Set tasks:
a) According to the passage on corporate governance at BCBSAZ, which meeting approved the changes reflected in the governance documents?
b) Show each line of the entries that contains the word "person".

Text block:
━━━━━━━━━━━━━━━━━━━━
Corporate Governance at BCBSAZ
Blue Cross and Blue Shield of Arizona, Inc., a local and nonprofit health insurance
company, has voluntarily adopted Corporate Governance Guidelines and Charters for
several of its key board committees to demonstrate its commitment to best practices
in financial and business integrity. Blue Cross Blue Shield of Arizona welcomes
the opportunity to share its view of corporate governance with you. These documents
reflect changes approved at the December 3, 2008 Board of Directors' meeting.
If you have any questions concerning these documents, please contact Senior Vice President and General Counsel Deanna Salazar at (602) 864-5870.
Corporate Governance Guidelines
The following Corporate Governance Guidelines (Guidelines) have been adopted by
the Board of Directors (Board) of Blue Cross Blue Shield of Arizona, Inc. (Company)
to assist the Board in the exercise of its responsibilities. These Guidelines reflect
the Board's commitment to monitor the effectiveness of policy and decision-making,
both at the Board and management level. These Guidelines are in addition to and
are not intended to change or interpret any federal or state law or regulation,
or Articles of Incorporation or Bylaws of the Company. The Guidelines are subject
to modification annually by the Board.
General Responsibilities
Under Arizona law, "All corporate powers shall be exercised by or under the authority
of and the affairs of the Corporation shall be managed under the direction of its
Board of Directors" (A.R.S. §10-3801).
━━━━━━━━━━━━━━━━━━━━
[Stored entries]
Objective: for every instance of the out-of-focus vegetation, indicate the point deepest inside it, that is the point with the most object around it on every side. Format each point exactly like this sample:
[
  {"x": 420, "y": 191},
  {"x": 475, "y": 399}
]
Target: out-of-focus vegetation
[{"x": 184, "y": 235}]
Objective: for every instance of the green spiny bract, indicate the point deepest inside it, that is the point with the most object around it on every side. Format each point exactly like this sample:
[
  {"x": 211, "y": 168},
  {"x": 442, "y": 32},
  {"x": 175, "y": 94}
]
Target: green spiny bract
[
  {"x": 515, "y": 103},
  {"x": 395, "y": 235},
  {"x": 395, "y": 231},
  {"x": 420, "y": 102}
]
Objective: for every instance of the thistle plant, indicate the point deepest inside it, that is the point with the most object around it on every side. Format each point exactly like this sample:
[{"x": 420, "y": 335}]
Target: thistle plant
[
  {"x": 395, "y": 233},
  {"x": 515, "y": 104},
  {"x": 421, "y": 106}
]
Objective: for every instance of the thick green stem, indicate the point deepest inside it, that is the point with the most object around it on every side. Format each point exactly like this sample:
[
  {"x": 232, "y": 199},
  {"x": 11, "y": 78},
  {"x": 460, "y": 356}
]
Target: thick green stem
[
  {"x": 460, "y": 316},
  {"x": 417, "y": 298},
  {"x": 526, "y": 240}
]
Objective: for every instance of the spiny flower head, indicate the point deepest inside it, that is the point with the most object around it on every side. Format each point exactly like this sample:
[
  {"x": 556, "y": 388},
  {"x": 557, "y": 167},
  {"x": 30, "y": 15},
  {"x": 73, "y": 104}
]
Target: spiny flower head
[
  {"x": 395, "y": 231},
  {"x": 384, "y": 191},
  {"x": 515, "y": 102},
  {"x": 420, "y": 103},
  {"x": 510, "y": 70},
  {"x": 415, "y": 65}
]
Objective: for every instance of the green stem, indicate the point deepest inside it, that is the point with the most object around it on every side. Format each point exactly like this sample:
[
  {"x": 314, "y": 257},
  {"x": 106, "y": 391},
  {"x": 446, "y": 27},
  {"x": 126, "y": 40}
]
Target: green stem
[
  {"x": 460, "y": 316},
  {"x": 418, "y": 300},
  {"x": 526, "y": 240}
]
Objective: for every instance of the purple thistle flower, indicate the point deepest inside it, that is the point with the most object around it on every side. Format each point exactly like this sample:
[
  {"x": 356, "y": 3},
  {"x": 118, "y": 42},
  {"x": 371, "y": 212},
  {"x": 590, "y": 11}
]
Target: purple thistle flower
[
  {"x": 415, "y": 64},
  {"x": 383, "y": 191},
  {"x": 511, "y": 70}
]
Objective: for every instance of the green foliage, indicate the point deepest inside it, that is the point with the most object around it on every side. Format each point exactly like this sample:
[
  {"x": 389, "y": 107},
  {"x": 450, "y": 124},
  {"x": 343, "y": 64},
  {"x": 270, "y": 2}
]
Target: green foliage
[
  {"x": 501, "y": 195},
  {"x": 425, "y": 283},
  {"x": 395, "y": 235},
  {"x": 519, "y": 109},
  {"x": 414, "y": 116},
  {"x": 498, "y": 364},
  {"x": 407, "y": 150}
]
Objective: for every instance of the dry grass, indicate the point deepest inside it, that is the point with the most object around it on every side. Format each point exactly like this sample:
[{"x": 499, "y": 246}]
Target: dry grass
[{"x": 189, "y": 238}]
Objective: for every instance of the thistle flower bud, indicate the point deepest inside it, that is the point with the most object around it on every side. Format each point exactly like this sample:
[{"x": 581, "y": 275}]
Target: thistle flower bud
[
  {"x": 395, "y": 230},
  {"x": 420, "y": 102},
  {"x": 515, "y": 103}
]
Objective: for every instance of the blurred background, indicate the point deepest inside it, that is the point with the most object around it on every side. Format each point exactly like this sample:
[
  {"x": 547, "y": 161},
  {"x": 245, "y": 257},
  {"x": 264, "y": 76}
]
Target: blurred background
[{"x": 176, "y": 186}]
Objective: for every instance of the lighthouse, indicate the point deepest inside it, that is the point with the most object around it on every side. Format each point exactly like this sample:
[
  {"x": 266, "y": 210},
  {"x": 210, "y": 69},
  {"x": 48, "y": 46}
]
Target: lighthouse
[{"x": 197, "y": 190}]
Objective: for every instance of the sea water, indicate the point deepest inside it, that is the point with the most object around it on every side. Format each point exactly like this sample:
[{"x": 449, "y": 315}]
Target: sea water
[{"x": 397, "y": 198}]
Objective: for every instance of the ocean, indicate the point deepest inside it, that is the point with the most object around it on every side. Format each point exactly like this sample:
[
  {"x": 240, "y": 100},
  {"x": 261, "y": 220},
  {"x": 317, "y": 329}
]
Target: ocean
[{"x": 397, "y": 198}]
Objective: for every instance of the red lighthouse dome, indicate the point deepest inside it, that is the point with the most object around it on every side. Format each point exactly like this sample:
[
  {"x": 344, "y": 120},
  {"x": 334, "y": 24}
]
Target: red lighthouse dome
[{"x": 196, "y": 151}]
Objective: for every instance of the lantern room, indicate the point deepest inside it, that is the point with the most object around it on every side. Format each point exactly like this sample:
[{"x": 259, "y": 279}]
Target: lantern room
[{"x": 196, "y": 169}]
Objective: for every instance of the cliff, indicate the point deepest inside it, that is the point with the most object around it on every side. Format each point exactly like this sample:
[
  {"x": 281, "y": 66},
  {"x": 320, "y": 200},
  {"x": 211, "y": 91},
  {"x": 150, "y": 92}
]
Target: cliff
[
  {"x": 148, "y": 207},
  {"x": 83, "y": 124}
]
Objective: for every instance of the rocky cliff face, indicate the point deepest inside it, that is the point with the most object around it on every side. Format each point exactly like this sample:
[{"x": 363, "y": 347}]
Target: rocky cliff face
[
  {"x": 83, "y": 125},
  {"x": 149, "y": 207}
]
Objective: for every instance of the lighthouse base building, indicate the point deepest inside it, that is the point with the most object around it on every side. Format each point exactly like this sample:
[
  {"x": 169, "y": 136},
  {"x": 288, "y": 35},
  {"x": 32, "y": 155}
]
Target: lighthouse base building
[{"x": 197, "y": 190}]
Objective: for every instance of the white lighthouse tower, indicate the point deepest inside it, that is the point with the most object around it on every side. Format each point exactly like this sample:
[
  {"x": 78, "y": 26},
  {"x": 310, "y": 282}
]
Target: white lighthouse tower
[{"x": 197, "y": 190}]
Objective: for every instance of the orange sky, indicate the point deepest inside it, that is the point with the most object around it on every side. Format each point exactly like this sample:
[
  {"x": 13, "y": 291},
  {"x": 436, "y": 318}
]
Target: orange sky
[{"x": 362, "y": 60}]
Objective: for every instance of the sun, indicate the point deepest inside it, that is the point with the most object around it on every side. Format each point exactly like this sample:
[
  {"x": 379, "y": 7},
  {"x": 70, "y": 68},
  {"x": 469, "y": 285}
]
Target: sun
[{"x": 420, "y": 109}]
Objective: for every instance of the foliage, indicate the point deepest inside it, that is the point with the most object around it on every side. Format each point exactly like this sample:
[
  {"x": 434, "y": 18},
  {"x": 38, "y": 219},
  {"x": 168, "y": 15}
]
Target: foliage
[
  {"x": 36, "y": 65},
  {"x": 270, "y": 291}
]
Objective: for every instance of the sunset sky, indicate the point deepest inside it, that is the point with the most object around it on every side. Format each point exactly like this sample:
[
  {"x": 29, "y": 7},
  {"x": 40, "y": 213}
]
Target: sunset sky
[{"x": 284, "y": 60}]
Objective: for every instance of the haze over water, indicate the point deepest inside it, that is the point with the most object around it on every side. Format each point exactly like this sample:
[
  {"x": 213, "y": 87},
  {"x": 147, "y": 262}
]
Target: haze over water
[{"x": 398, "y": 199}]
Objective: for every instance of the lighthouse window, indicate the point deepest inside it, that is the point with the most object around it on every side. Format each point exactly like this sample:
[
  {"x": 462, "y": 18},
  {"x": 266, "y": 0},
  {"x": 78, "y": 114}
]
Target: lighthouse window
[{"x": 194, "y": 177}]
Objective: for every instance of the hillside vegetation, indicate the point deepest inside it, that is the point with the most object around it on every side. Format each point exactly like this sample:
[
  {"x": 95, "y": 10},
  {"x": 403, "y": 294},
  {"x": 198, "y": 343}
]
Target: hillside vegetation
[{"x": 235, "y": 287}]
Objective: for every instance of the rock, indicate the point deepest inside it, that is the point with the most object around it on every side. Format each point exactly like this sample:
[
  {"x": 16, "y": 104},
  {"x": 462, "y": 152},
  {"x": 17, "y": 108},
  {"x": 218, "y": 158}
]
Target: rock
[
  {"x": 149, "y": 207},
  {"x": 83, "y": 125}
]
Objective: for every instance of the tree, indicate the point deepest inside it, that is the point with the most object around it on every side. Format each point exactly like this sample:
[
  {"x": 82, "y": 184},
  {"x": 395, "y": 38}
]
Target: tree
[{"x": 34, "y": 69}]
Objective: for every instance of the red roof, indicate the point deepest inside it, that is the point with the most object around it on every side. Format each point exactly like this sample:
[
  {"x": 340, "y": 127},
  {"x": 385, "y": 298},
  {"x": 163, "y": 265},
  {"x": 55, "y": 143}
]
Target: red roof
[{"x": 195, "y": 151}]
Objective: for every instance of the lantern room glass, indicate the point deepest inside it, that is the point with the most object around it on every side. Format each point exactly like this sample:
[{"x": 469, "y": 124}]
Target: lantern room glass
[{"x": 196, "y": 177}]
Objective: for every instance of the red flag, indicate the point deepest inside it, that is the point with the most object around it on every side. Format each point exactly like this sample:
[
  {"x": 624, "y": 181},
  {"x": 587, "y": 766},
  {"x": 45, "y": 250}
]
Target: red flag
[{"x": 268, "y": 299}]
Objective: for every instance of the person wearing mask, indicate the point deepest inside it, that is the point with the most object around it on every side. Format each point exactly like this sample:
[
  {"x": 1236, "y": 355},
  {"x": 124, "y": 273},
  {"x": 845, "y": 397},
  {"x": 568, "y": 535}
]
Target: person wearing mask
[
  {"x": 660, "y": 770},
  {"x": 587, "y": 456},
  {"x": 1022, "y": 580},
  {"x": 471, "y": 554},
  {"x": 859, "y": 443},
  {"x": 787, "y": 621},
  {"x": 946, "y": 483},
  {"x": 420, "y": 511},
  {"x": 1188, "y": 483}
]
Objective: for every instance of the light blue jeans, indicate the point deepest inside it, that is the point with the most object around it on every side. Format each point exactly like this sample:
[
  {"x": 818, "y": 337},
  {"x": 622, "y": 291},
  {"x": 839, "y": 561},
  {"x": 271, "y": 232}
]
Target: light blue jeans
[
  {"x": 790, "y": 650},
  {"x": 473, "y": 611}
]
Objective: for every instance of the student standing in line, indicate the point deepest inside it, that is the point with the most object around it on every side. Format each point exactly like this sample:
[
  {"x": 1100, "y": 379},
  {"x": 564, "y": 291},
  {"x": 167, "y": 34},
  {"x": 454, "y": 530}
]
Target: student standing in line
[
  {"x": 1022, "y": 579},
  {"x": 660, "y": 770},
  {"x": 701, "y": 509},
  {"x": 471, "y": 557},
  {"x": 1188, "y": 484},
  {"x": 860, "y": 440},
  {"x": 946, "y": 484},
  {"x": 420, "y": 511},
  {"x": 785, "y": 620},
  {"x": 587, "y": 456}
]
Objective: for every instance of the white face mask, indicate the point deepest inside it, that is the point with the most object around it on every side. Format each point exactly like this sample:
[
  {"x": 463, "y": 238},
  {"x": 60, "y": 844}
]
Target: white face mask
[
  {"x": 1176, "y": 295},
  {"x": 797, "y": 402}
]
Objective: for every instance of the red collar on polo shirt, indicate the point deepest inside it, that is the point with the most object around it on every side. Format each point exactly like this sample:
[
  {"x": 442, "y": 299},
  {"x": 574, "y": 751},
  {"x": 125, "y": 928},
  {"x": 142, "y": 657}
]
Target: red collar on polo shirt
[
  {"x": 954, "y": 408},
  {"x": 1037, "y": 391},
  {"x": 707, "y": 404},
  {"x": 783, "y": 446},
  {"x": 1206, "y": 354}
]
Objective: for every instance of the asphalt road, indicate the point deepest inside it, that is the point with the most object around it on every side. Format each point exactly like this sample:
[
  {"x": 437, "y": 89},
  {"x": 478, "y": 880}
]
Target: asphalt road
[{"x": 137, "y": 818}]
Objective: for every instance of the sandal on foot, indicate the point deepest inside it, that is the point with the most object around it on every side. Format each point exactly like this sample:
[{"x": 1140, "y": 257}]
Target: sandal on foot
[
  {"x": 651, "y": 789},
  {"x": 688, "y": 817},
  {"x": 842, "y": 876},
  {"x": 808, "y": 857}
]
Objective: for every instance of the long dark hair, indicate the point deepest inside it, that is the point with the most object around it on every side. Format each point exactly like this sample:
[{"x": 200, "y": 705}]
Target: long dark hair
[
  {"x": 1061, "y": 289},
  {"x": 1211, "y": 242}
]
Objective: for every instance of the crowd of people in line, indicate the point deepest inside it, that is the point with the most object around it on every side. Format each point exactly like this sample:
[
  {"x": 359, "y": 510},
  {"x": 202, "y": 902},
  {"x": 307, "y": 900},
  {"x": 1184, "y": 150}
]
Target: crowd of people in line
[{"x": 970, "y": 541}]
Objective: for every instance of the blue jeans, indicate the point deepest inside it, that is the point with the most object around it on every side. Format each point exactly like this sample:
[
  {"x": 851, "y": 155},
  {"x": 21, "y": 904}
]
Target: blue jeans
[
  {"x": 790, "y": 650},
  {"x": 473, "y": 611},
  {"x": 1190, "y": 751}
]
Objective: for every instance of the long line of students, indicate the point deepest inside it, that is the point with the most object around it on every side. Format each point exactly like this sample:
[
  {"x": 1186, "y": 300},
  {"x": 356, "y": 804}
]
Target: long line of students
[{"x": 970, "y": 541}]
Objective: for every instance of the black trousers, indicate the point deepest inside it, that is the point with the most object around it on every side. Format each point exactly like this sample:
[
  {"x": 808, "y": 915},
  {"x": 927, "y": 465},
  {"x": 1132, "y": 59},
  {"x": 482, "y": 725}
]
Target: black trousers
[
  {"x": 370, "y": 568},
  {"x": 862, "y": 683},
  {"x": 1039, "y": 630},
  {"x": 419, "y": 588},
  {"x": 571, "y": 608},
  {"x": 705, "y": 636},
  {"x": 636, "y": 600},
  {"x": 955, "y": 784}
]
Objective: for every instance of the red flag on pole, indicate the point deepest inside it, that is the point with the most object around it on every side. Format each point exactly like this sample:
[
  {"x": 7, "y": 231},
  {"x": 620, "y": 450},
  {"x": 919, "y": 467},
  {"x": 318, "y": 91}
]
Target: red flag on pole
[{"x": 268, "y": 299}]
━━━━━━━━━━━━━━━━━━━━
Solution set:
a) The December 3, 2008 Board of Directors' meeting.

b)
Objective: for every instance of the person wearing mask, indicate the point deepest inside it, that is the point with the most object around it on every side. Format each point exactly like this sample:
Target: person wearing mask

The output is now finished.